====== Information shown

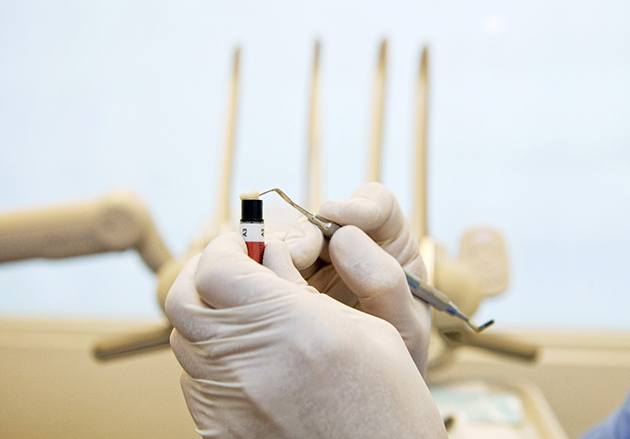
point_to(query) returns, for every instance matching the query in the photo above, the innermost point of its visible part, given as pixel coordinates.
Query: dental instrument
(418, 288)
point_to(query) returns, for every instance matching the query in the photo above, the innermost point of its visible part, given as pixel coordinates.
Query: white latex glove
(266, 356)
(362, 265)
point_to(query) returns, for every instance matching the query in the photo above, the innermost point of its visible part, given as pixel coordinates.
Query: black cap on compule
(251, 211)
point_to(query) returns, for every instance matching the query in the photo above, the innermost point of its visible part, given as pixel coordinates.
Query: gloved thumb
(278, 259)
(372, 274)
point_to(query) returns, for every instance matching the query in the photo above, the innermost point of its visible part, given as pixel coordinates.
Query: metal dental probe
(419, 289)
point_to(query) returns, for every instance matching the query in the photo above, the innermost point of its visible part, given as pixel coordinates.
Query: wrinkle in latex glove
(361, 266)
(266, 356)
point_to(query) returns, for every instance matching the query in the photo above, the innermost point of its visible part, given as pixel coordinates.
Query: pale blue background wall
(531, 103)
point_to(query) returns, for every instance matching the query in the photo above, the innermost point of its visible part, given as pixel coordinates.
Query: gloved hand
(361, 266)
(266, 356)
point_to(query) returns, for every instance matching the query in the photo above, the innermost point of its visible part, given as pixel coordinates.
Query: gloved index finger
(372, 208)
(305, 243)
(227, 277)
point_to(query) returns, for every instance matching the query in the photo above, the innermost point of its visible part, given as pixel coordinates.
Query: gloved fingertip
(359, 211)
(304, 242)
(367, 269)
(278, 259)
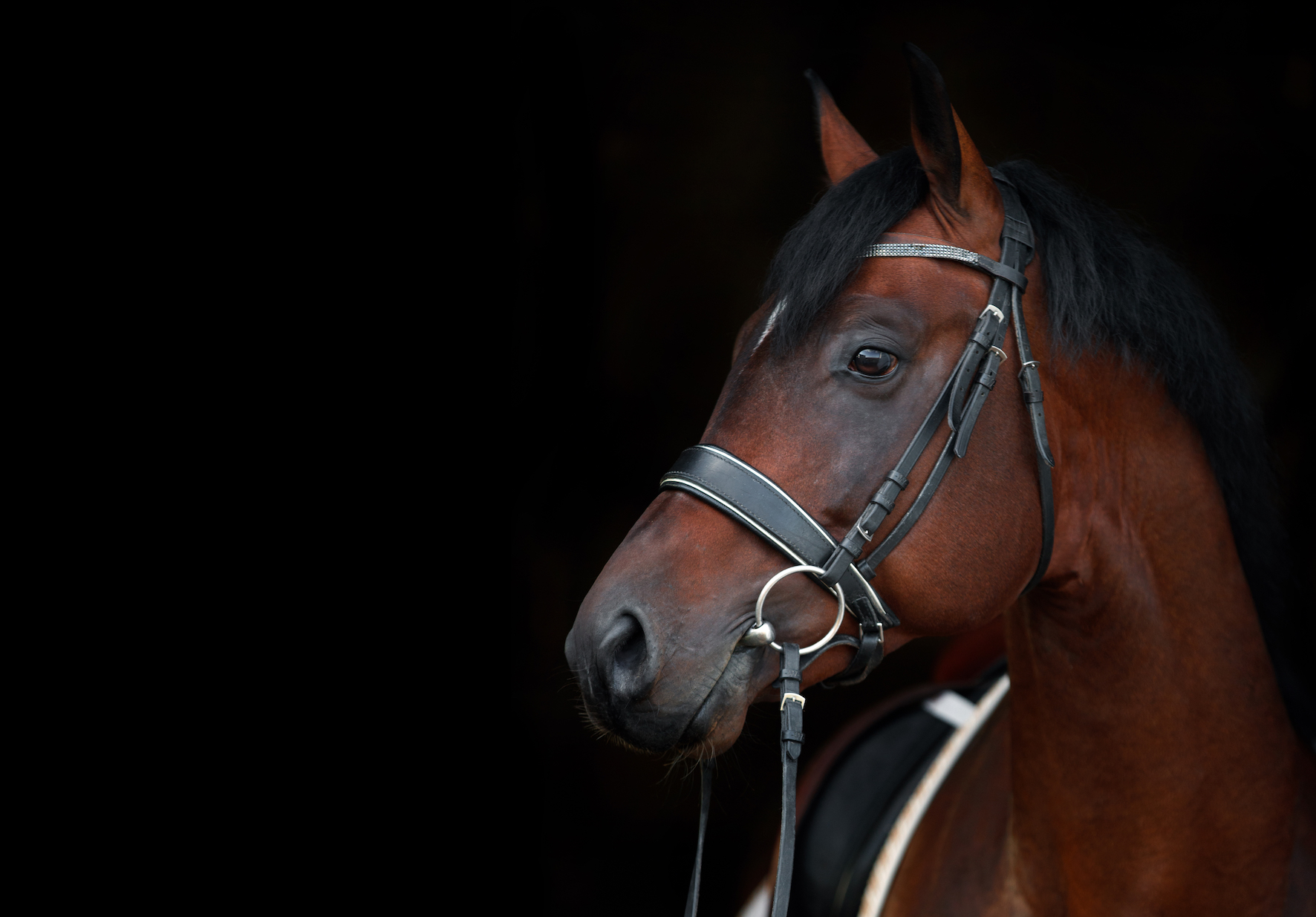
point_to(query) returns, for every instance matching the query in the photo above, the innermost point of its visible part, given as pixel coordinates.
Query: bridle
(752, 497)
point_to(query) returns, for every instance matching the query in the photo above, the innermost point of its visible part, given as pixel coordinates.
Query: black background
(663, 150)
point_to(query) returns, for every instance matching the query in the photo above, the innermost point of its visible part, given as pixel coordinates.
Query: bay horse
(1142, 761)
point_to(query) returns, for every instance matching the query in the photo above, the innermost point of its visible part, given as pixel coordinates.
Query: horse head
(830, 382)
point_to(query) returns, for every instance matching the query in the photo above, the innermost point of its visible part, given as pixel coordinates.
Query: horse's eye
(870, 362)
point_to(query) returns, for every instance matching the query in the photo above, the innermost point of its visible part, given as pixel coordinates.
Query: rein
(753, 499)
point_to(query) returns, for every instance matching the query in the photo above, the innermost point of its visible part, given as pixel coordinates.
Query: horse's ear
(956, 172)
(844, 150)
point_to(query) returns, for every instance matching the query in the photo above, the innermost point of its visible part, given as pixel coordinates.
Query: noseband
(753, 499)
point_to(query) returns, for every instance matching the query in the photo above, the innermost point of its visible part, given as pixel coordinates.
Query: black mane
(1110, 287)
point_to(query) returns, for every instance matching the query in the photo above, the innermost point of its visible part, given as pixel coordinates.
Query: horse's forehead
(973, 235)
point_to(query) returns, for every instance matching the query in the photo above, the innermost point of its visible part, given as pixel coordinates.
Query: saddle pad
(850, 815)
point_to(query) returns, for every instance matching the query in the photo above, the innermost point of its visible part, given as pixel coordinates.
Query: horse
(1152, 754)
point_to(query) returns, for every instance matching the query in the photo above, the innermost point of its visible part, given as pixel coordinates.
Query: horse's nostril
(631, 649)
(628, 647)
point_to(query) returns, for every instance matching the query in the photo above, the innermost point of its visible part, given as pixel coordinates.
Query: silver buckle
(786, 697)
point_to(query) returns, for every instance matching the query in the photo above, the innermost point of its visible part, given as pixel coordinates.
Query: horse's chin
(711, 725)
(720, 719)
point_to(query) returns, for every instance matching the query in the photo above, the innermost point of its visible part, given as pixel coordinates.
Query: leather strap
(792, 741)
(706, 797)
(750, 497)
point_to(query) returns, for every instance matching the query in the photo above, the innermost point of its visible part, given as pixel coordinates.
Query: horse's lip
(690, 743)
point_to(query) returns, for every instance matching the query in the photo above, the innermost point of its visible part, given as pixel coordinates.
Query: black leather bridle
(752, 497)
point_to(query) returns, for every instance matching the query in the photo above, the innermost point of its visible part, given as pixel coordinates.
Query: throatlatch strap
(792, 741)
(706, 797)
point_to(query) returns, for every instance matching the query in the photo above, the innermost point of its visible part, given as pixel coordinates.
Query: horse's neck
(1152, 755)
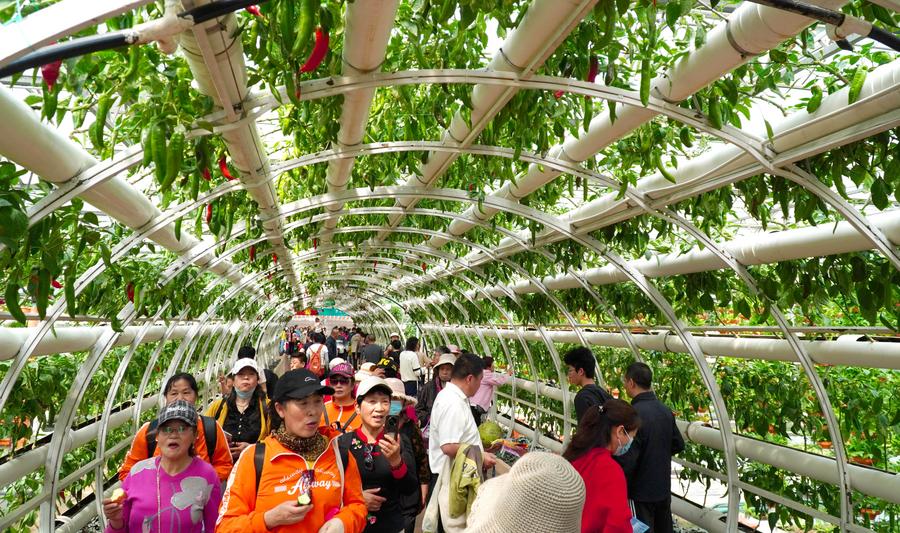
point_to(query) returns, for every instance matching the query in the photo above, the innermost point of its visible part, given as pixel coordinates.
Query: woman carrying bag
(604, 431)
(242, 414)
(385, 456)
(296, 479)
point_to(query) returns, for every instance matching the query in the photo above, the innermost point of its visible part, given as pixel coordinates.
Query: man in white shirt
(451, 426)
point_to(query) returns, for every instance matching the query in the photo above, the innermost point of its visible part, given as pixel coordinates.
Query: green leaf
(673, 12)
(880, 194)
(769, 133)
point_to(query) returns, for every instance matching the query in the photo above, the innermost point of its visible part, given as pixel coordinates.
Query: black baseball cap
(298, 384)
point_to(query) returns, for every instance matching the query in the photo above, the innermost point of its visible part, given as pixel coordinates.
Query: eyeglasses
(174, 430)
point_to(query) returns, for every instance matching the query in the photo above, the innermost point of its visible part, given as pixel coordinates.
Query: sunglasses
(174, 430)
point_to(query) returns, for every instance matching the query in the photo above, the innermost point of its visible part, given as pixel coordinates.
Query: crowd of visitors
(355, 436)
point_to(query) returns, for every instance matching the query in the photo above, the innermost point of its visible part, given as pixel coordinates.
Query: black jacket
(427, 395)
(377, 474)
(648, 464)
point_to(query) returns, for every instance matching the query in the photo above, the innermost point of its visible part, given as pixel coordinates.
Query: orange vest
(342, 414)
(332, 490)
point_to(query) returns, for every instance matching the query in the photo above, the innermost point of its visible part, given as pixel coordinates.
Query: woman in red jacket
(604, 431)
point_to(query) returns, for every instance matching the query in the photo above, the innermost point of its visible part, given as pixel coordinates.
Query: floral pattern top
(156, 502)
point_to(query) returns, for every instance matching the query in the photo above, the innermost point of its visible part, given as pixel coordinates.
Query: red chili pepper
(50, 73)
(318, 54)
(223, 168)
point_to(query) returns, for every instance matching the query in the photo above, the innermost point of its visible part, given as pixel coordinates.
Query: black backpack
(210, 435)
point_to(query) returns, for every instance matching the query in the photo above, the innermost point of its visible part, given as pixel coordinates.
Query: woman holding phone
(385, 458)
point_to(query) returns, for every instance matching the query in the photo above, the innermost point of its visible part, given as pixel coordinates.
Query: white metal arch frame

============

Copy the records exactly. Skip the images.

point_to(query) returns, for every instance matching the query in the photo above, the innermost point of its visible part, given as pixel coordinates.
Query: dental instrument
(418, 288)
point_to(query) returns, for every instance matching the query in the photo above, the innermost point of its visible part, given as pixel coordinates.
Query: white latex glove
(266, 356)
(362, 265)
point_to(query) returns, for every instance matching the query in the photo above, the innermost point of its visible part, given as pixel coordinates.
Query: black cap on compule
(251, 211)
point_to(query) returns, for every instance matching the query in the photo above, the innermost point of its visible part, given as pixel coordinates.
Query: gloved thumb
(278, 259)
(372, 274)
point_to(query) returns, for every instance matching the query in the photo above, the innermost point of its visible part, given as pixel coordinates.
Query: metal dental probe
(419, 289)
point_to(query) returns, for every instance matching the query in the photo above, the innermost point of its visible part, given as pixel coordinates.
Query: wrinkle in latex glove
(361, 266)
(266, 356)
point_to(query) returns, for every instance matching the query in the photo above, the innermost point of its visible part, given as pixel coordinates.
Query: pale blue background wall
(531, 103)
point_to(query) returns, for every instance matching the query in the photo above, the innermost point of its visible part, given as pixel coordinates.
Query: gloved hand
(361, 266)
(266, 356)
point_to(query) returns, for every instance matching the query in the photo above, the innermost point of its visible part, given as pixel coordinates.
Query: gloved index finger
(372, 208)
(305, 243)
(227, 277)
point_to(query) returns, for every instance matching the query in the photo above, the innermost point of its visible part, given as pixel coordinates.
Query: gloved fingertip
(359, 211)
(304, 242)
(367, 269)
(278, 259)
point_to(query) returns, for every instance matching the query in the photo above, the innermost point of its visible part, given as pixel coordinates.
Query: bridle
(752, 497)
point_to(query) returns, for every instance matching the query in the photo above, the innermost point of its visible part, given as pixel coordinates.
Query: black background
(663, 150)
point_to(query) returns, for every instance matching the query in the photo above, the innermost point of its visible part, given as pixel coordinates.
Query: bay horse
(1142, 761)
point_to(query) returns, for every instance matching the query in the photo above, the innermost point of its visible part, given as pixel coordinates.
Query: horse head
(830, 382)
point_to(query) returns, for every instance matching the query in the photo above, the innermost point of its visible part, given as pixel coordinates.
Query: horse's eye
(870, 362)
point_to(query) returns, for every instance matching the query in the photo above, the innermost point of its visible part, given as pixel coordinates.
Query: rein
(753, 499)
point_to(query) returns, for every instance matching the query in the photo above, the innermost point of its visible part, given as pixel coordinates.
Query: horse's ear
(956, 172)
(844, 150)
point_to(query) returns, for every instance matching the query in the photo above, the innermost point of its visible part, given as pixel coordinates.
Query: noseband
(753, 499)
point_to(query) returns, for every instance matching the query in the photo above, the innermost point of its visible part, given as pixel coordinates.
Query: black mane
(1110, 287)
point_to(query) returns, for every instance matching the query in the photo above, the innermost point of its visible part, given as pixel coordinates.
Query: horse's forehead
(973, 235)
point_to(query) returns, for every instance matching the query in the photo above, the innermost point of its visible part, given as pixel coordinates.
Query: saddle pad
(850, 815)
point_to(query) returns, for every instance matching the query in the photo above, the innermost point of its visible part, given as pixel coordinates.
Query: horse
(1152, 754)
point_to(query) returns, for every instance matching the query in the photo above, the innermost point of its visible part, given as pixel coordinates.
Query: horse's nostril
(631, 649)
(628, 647)
point_to(query) returns, for every instance matching the query in the photo above, the innermost point of its visible part, given as pixel coordinates.
Query: silver buckle
(786, 697)
point_to(query) returns, for every instance matching the query in the photo above, the innermost point of its visible part, given as pixel coordinates.
Query: horse's chin
(711, 725)
(720, 719)
point_to(query) returns, for every instance matching the query in the photo above, the innermost point of its visible part, given as pixel coordinates.
Query: leather strap
(792, 741)
(706, 797)
(750, 497)
point_to(query) returns, for every instance matching the query in the photo above, the innermost point of its visible part, given as pixel coordinates.
Query: horse's lip
(690, 743)
point_to(query) returns, for every instance matching the query in the photo above, the innermost point of its visible part, given as pixel coordinates.
Query: black leather bridle
(752, 497)
point_to(query) returns, for every instance matching the query in the photo above, the innermost point of its visible part, given as pixel coordinates.
Query: throatlatch strap
(792, 741)
(706, 797)
point_to(query) returns, for every instance matching the query in the photo above, the innermost point of its visible part, given as pixel coordinates.
Query: horse's neck
(1152, 755)
point_to(query) returns, for every instance matching the query in the photo above, the innermost point of its visible part, given as pixel coordinates.
Query: woman carrying bag
(604, 431)
(242, 414)
(385, 456)
(296, 479)
point_to(query) returns, for every instance matching the query in the photo above, the innermost point of its visible part, given as pixel coordinates.
Query: man in white shirt
(451, 426)
point_to(query) returns, for every instance matching the query in the photo above, the innermost point of its visible part, given as pixel coordinates.
Query: green leaf
(673, 12)
(880, 194)
(769, 133)
point_to(query) returns, for every instance matching the query in the photo above, the innermost point of its visible part, given as pixel coordinates.
Query: black baseball cap
(298, 384)
point_to(query) returns, for every instance matching the query in the photo above, the innermost point of its visible part, given as pixel coordinates.
Query: eyeglasses
(174, 430)
point_to(query) returns, for every instance matching the query in the photo above, the innermost point of its visible part, given as pixel coordinates.
Query: sunglasses
(174, 430)
point_to(query) returns, for every instance matching the query in the photo above, the innermost point of its visible part, given as pixel coordinates.
Query: crowd of visitors
(355, 436)
point_to(query) returns, for every instance matching the query in the photo above, the innermost point of its visible part, given as pixel coordinates.
Query: black jacket
(427, 395)
(377, 474)
(648, 464)
point_to(query) returns, for every instance matching the query in the photo above, the innermost point of its visible part, given as pixel coordinates.
Query: orange vest
(342, 414)
(332, 490)
point_to(query) returns, for every instance matching the query in the photo above, the innermost point of its visible part, given as pixel coordinates.
Query: woman in red jacket
(604, 431)
point_to(query) returns, for every instance matching the query in the photo above, the innermost point of its visible part, given as pixel coordinates.
Query: floral pattern top
(156, 502)
point_to(query) returns, for every instance matching the query in the photo above, the innermost point of its visible part, given as pixel coordinates.
Query: red chili pepper
(50, 73)
(318, 54)
(223, 168)
point_to(query) returns, for every instance matching the query in the photo above, the innermost point of its visible part, given as pixel coordinates.
Query: black backpack
(210, 435)
point_to(query) returns, for every instance matching the query in the photo above, the innermost point of its visible part, given as pixel coordinates.
Query: woman holding phone
(385, 458)
point_to(query) returns, for every instance matching the query in the photo above, the innermost point of its visible part, given as pixel coordinates.
Query: white metal arch frame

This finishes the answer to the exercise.